# 本文抜粋:
--- --- ---

日本国内の2020年ごろまでの好景気、インバウンド需要の拡大、EC市場の拡大などの状況とともに、物流業界(倉庫業・貨物運送業)では、慢性的な人手不足が顕在化した課題としてとらえられるようになりました。
 
倉庫内の業務は、2020年以降の新たな物流を構築するべく、変革し始めています。さまざまなマテハン機器に対して、個々に開発されたAPI(Application Programming Interface)でも現場の要求に応えることは可能です。しかしながら、WESを構築し、多くのマテハン機器を統合、連携することが、変革を進めるための近道になります。
 
序章では、WMSの領域と、WCSの領域について、2つの領域を埋める領域としてWESがあり、物流DXの推進に不可欠であると考えられると述べました。また、自動機を使った生産性向上を伴う業務改善と、企業・組織の物流業務全体のマネジメントを可能にする情報システム群の構築がWES成功のキーであるとも述べました。まさに変革への近道はWESの構築なのです。

--- --- ---

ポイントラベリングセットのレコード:
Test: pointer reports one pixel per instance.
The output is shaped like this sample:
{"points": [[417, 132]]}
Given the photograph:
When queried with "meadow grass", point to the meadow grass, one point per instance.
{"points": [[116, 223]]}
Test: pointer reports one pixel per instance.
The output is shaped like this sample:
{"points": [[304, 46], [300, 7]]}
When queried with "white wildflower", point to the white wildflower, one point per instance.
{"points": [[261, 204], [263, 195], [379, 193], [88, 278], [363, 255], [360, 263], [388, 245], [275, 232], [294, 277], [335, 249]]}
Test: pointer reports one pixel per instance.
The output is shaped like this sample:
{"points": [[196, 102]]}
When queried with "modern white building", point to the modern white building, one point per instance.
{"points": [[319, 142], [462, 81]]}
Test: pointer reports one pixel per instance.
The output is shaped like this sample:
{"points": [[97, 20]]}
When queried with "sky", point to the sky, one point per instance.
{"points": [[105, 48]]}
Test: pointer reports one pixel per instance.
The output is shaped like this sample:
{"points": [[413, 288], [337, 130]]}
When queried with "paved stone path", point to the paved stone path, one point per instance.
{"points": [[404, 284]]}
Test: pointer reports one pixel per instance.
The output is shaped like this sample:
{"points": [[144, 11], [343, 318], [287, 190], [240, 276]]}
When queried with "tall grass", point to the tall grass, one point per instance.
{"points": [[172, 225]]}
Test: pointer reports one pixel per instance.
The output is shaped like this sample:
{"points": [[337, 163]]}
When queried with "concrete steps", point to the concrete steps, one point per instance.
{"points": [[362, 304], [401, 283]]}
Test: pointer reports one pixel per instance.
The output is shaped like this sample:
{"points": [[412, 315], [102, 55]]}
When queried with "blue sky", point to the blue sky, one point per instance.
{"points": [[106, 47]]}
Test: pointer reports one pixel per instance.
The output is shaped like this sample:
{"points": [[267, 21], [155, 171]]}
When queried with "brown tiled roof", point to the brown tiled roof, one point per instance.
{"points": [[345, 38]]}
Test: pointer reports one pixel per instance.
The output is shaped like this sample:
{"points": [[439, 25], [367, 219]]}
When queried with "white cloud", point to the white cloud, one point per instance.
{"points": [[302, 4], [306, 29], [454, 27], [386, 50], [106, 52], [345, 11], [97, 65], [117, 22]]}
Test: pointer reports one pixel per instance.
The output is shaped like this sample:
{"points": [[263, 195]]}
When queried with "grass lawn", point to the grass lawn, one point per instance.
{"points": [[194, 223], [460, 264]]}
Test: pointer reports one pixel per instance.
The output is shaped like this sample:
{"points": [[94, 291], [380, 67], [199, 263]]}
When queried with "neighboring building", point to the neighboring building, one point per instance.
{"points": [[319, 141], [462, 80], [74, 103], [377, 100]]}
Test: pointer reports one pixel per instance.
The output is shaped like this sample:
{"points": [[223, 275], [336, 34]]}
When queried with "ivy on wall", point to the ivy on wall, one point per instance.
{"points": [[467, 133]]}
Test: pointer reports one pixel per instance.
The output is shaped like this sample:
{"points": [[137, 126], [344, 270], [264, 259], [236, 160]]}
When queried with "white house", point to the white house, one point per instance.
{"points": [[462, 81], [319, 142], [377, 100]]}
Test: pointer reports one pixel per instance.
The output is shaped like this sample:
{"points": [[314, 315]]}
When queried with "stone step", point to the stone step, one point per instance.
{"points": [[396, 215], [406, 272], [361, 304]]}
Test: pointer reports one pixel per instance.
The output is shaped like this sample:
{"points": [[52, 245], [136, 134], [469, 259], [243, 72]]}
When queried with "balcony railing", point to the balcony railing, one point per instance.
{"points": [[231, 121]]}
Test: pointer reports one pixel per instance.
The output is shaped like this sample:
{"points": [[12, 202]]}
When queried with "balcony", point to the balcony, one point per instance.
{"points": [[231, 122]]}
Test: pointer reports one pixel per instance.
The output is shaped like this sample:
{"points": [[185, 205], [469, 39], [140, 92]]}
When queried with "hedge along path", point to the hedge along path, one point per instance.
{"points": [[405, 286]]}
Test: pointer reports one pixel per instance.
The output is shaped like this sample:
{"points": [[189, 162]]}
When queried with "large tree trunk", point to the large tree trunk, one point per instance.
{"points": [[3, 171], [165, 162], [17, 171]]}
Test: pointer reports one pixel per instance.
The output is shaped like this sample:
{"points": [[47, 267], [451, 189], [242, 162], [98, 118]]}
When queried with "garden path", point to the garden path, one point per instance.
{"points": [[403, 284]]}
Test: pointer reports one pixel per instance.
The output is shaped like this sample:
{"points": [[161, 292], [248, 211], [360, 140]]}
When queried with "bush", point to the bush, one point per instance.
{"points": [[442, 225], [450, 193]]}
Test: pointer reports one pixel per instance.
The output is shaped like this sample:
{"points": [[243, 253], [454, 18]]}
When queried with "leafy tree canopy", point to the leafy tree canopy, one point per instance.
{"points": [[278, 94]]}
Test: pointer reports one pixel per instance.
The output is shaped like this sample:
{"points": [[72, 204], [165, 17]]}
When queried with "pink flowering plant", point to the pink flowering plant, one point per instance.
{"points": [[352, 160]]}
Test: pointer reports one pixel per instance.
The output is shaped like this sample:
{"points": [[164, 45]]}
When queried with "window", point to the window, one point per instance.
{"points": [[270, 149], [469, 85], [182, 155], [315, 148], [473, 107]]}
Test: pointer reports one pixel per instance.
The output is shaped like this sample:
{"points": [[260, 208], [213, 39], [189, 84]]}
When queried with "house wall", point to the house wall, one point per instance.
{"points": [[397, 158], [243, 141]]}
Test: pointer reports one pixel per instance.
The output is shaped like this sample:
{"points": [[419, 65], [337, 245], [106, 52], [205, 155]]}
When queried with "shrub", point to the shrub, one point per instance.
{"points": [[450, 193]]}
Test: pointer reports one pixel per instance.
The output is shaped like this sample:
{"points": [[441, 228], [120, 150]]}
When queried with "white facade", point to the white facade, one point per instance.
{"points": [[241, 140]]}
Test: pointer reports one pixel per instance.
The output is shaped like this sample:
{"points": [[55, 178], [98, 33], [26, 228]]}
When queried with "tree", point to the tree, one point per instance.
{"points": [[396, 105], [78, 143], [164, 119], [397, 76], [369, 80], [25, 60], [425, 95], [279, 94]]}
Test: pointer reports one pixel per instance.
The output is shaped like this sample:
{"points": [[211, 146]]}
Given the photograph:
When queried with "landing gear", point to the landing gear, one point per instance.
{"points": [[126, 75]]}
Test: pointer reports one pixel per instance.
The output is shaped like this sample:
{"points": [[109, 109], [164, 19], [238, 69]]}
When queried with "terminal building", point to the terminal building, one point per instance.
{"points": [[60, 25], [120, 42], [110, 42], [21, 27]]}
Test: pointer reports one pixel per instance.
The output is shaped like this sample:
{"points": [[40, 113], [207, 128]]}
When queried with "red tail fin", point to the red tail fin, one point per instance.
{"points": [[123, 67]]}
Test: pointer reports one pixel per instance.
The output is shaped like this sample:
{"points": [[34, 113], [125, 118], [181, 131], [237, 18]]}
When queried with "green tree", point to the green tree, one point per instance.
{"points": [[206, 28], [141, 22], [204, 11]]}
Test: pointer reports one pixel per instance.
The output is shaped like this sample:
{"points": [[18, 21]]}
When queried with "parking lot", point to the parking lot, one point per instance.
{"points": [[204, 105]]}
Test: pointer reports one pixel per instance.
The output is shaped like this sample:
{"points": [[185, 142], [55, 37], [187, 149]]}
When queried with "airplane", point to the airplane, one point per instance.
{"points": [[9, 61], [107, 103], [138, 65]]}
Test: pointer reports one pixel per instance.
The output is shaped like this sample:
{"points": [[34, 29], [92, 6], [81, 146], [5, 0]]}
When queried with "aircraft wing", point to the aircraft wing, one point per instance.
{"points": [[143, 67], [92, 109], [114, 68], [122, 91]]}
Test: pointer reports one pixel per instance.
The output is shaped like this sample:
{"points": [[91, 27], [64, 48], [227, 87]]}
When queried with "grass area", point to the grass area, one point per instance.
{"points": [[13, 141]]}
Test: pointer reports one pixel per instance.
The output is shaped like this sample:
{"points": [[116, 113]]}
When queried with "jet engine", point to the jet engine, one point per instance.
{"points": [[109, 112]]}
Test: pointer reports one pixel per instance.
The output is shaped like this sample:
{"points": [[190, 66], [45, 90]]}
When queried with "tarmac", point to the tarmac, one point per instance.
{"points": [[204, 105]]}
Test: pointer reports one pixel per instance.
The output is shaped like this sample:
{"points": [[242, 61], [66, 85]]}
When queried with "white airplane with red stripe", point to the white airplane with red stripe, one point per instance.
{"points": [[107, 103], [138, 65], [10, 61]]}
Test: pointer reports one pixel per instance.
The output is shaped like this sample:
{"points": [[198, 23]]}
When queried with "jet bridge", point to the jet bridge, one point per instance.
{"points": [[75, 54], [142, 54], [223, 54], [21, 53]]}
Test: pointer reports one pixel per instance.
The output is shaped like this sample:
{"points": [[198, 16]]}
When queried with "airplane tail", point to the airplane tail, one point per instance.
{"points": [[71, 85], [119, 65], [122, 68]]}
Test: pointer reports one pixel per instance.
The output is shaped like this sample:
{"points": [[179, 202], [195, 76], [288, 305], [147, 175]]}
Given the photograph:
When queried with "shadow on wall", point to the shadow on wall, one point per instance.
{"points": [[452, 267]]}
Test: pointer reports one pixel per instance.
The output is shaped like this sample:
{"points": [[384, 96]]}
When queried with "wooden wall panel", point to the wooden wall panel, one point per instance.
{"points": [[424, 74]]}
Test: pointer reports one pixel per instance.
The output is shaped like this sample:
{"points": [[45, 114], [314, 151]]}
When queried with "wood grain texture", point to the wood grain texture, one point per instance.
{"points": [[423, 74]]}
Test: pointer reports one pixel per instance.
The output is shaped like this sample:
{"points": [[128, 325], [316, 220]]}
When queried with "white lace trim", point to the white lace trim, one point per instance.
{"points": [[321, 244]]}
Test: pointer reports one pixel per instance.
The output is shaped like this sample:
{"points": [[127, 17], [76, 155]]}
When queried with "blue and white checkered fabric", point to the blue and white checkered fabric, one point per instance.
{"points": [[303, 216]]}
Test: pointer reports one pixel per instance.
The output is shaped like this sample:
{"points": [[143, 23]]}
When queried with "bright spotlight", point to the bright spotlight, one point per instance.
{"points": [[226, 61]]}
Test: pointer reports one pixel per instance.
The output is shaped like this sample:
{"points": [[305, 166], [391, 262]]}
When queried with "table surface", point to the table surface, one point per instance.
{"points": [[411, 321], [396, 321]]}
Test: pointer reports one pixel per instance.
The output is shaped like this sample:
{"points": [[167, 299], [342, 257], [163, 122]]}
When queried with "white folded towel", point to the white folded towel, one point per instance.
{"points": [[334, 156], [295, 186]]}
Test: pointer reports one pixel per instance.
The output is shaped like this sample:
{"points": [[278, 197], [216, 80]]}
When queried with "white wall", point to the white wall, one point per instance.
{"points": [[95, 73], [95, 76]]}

--- --- ---

# 目標:
a - 本文抜粋で、物流業界の慢性的な人手不足が課題としてとらえられるようになったときの国内の状況として挙げられているものをすべて書き出してください。
b - 本文抜粋によると、序章ではWES成功のキーは何だと述べられていますか。

# 解答一覧:
a - 2020年ごろまでの好景気、インバウンド需要の拡大、EC市場の拡大

b - 自動機を使った生産性向上を伴う業務改善と、企業・組織の物流業務全体のマネジメントを可能にする情報システム群の構築です。